> [Problem details] Reproduce the listing exactly and skip over any pictures.

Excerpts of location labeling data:
## start
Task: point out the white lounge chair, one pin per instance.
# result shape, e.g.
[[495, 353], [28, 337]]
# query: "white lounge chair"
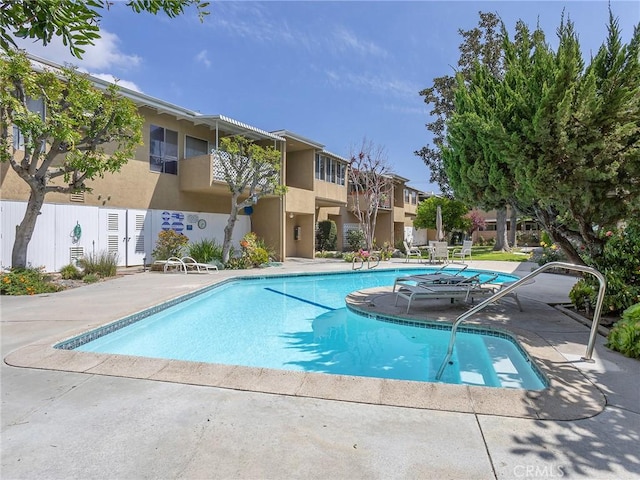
[[172, 264], [443, 275], [466, 289], [440, 252], [412, 252], [193, 266], [464, 251]]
## end
> [Exercise result]
Task: point out the white lounge chair, one pin per instance.
# result shape, e.g.
[[495, 353], [28, 337]]
# query: "white lounge chair"
[[172, 264], [443, 275], [466, 289], [440, 252], [412, 252], [193, 266], [464, 251]]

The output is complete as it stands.